Exercise details: The lines to be copied are those below that contain "loose".
=== Data to process ===
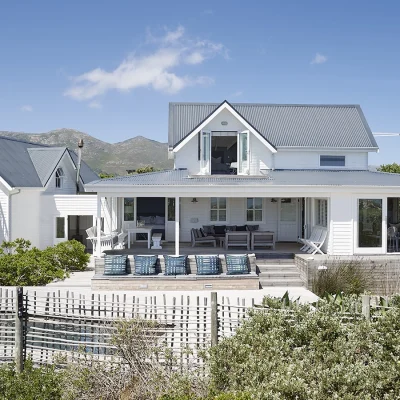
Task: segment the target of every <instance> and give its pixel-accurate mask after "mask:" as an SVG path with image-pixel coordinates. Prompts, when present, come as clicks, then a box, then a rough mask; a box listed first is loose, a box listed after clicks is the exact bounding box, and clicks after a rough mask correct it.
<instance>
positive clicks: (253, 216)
mask: <svg viewBox="0 0 400 400" xmlns="http://www.w3.org/2000/svg"><path fill="white" fill-rule="evenodd" d="M246 218H247V222H252V221H262V198H261V197H249V198H247V211H246Z"/></svg>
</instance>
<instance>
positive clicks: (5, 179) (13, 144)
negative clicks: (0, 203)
mask: <svg viewBox="0 0 400 400" xmlns="http://www.w3.org/2000/svg"><path fill="white" fill-rule="evenodd" d="M67 150H68V149H67V148H66V147H51V146H46V145H41V144H36V143H30V142H25V141H22V140H19V139H14V138H8V137H0V176H1V177H2V178H3V179H4V180H5V181H6V182H7V183H8V184H9V185H10V186H11V187H43V186H45V185H46V183H47V181H48V179H49V178H50V176H51V174H52V173H53V172H54V170H55V168H56V166H57V165H58V163H59V162H60V160H61V158H62V156H63V154H64V153H65V152H66V151H67ZM68 152H69V154H70V156H71V157H72V160H73V162H74V163H75V165H76V161H77V155H76V154H75V153H74V152H73V151H72V150H68ZM80 175H81V178H82V181H83V183H88V182H91V181H93V180H97V179H99V177H98V175H97V174H96V173H94V172H93V171H92V170H91V169H90V167H89V166H88V165H87V164H86V163H85V162H84V161H82V165H81V173H80Z"/></svg>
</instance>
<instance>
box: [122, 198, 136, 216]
mask: <svg viewBox="0 0 400 400" xmlns="http://www.w3.org/2000/svg"><path fill="white" fill-rule="evenodd" d="M134 211H135V199H134V198H133V197H125V198H124V221H134V219H135V213H134Z"/></svg>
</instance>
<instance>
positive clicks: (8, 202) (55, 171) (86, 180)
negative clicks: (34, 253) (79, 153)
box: [0, 137, 98, 249]
mask: <svg viewBox="0 0 400 400" xmlns="http://www.w3.org/2000/svg"><path fill="white" fill-rule="evenodd" d="M0 154H1V156H0V243H1V242H3V241H11V240H15V239H17V238H24V239H28V240H30V241H31V243H32V245H33V246H36V247H38V248H40V249H43V248H45V247H47V246H52V245H54V244H56V243H58V242H61V241H64V240H68V239H73V238H74V239H77V240H78V241H81V242H82V243H84V244H85V245H89V246H90V243H87V240H86V236H87V235H86V232H85V229H87V228H89V227H90V226H93V218H95V217H96V214H97V202H96V195H88V194H87V193H84V191H83V185H84V184H86V183H89V182H91V181H93V180H97V179H98V176H97V174H96V173H94V172H93V171H92V170H91V169H90V167H89V166H88V165H87V164H86V163H85V162H83V161H82V162H81V166H80V173H79V178H78V179H77V169H78V156H77V154H76V153H75V152H74V151H72V150H70V149H68V148H66V147H49V146H44V145H39V144H35V143H29V142H24V141H21V140H17V139H13V138H7V137H0Z"/></svg>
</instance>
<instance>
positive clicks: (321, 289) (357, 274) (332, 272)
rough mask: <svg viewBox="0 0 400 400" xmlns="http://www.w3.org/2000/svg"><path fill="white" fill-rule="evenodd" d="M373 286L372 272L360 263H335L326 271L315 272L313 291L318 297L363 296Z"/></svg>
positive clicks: (338, 261) (316, 271) (357, 261)
mask: <svg viewBox="0 0 400 400" xmlns="http://www.w3.org/2000/svg"><path fill="white" fill-rule="evenodd" d="M370 284H371V270H370V269H369V267H367V266H364V265H362V263H361V262H360V261H346V262H342V261H340V260H337V261H334V262H333V263H330V264H329V265H328V266H326V269H322V270H317V271H315V274H314V277H313V282H312V291H313V292H314V293H315V294H316V295H317V296H320V297H321V296H323V295H325V293H329V294H335V293H344V294H357V295H358V294H361V293H363V292H364V291H365V290H367V289H368V287H369V286H370Z"/></svg>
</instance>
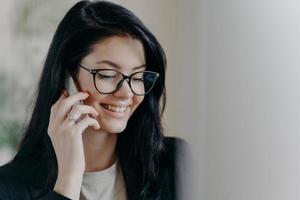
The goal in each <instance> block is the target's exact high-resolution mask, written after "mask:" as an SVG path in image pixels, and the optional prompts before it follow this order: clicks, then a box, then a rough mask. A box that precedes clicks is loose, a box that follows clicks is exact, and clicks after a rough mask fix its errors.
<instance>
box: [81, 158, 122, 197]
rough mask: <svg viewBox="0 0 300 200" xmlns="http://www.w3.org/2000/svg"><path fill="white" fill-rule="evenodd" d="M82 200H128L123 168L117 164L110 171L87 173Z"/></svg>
mask: <svg viewBox="0 0 300 200" xmlns="http://www.w3.org/2000/svg"><path fill="white" fill-rule="evenodd" d="M79 199H80V200H102V199H103V200H127V193H126V188H125V184H124V179H123V175H122V170H121V167H120V166H119V165H118V164H117V162H115V163H114V164H113V165H112V166H111V167H109V168H108V169H105V170H102V171H97V172H85V173H84V175H83V181H82V185H81V191H80V198H79Z"/></svg>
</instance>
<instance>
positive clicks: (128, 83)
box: [114, 79, 134, 99]
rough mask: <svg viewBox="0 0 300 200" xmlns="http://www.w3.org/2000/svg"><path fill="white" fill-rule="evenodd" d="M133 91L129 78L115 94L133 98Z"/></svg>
mask: <svg viewBox="0 0 300 200" xmlns="http://www.w3.org/2000/svg"><path fill="white" fill-rule="evenodd" d="M133 95H134V94H133V92H132V91H131V88H130V86H129V82H128V80H126V79H125V80H124V81H123V83H122V85H121V87H120V88H119V89H118V90H117V91H116V92H115V93H114V96H116V97H120V98H124V99H126V98H131V97H132V96H133Z"/></svg>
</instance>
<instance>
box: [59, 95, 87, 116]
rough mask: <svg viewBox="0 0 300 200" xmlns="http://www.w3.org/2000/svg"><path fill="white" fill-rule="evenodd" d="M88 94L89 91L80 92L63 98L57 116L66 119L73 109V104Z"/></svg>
mask: <svg viewBox="0 0 300 200" xmlns="http://www.w3.org/2000/svg"><path fill="white" fill-rule="evenodd" d="M88 96H89V94H88V93H85V92H78V93H76V94H74V95H72V96H69V97H67V98H65V99H62V100H61V102H60V104H59V106H58V114H57V116H56V117H57V118H58V119H59V120H64V118H65V116H66V114H67V113H68V112H69V111H70V110H71V108H72V106H73V105H74V104H76V103H78V102H79V101H82V100H84V99H86V98H87V97H88Z"/></svg>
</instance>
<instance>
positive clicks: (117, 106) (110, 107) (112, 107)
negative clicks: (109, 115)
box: [100, 103, 131, 113]
mask: <svg viewBox="0 0 300 200" xmlns="http://www.w3.org/2000/svg"><path fill="white" fill-rule="evenodd" d="M100 105H101V106H102V107H103V108H105V109H106V110H109V111H111V112H116V113H124V112H125V111H126V109H127V108H128V107H130V106H131V105H126V106H122V105H112V104H105V103H102V104H100Z"/></svg>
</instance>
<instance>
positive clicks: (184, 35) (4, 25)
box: [0, 0, 300, 200]
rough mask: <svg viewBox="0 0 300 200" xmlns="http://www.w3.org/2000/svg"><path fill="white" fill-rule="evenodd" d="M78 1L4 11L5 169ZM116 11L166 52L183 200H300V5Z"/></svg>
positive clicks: (211, 7) (231, 4) (166, 1)
mask: <svg viewBox="0 0 300 200" xmlns="http://www.w3.org/2000/svg"><path fill="white" fill-rule="evenodd" d="M75 2H76V1H71V0H63V1H61V0H52V1H51V2H50V1H41V0H11V1H4V2H2V4H1V7H0V11H1V12H0V15H2V16H1V17H0V23H1V37H0V40H1V41H0V42H1V44H2V45H1V48H0V58H1V66H0V112H1V115H0V165H1V164H4V163H5V162H7V161H8V160H9V159H11V157H12V156H13V155H14V153H15V149H16V148H17V144H18V141H19V139H20V133H21V130H22V127H23V126H24V124H25V122H26V120H28V118H29V117H30V111H31V110H30V109H31V101H32V100H33V99H34V90H35V87H36V83H37V81H38V77H39V74H40V72H41V69H42V65H43V62H44V59H45V55H46V52H47V49H48V47H49V44H50V41H51V38H52V35H53V33H54V31H55V28H56V26H57V24H58V22H59V20H60V19H61V18H62V17H63V15H64V14H65V13H66V11H67V10H68V9H69V8H70V7H71V5H73V4H74V3H75ZM113 2H116V3H119V4H121V5H123V6H125V7H127V8H129V9H130V10H131V11H133V12H134V13H135V14H136V15H137V16H139V17H140V18H141V19H142V21H144V23H145V24H146V26H148V27H149V29H150V30H152V32H153V33H154V34H155V35H156V36H157V38H158V40H159V41H160V42H161V44H162V46H163V47H164V49H165V51H166V54H167V58H168V71H167V92H168V100H167V110H166V113H165V116H164V123H165V127H166V134H167V135H171V136H178V137H181V138H184V139H185V140H186V141H187V142H188V144H189V150H190V161H189V164H190V166H189V169H188V170H187V171H186V176H187V177H192V178H191V179H190V180H189V181H188V183H187V184H186V185H185V192H184V194H183V195H184V196H185V199H205V200H253V199H255V200H282V199H285V200H298V199H300V190H299V188H300V170H299V169H300V154H299V152H300V145H299V144H300V134H299V132H300V123H299V119H300V105H299V103H298V102H300V92H299V88H300V79H299V77H300V37H299V35H300V12H299V10H300V1H297V0H285V1H283V0H272V1H271V0H252V1H246V0H226V1H225V0H185V1H180V0H164V1H159V0H152V1H147V0H130V1H129V0H128V1H125V0H118V1H113Z"/></svg>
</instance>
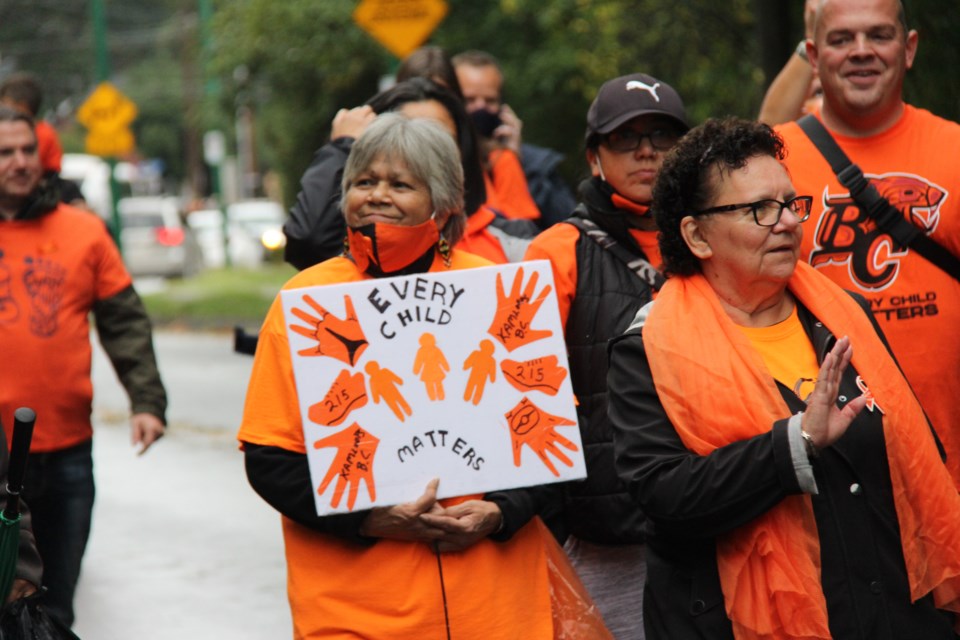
===
Expected answer:
Task: segment the target of every <instance> and give its pixel-accurate mask after "mask:" as an SVG path with image-pixel coordinates. Prompts, when present, come as clicks, then a box, then a rough mask; a box listed first is loose, a box listed after clicks is the exact bounding box, and clicks after a rough mask correct it.
The goal in each <instance> block is the target's exact high-resolution mask, written after "mask:" as an SVG path in image pixels, and the optional prompts before it follow this order: clicks, then a box, then a rough mask. A box that precedes clicks is loose, a box that follows clicks is exact, and clicks after a rough mask fix its errors.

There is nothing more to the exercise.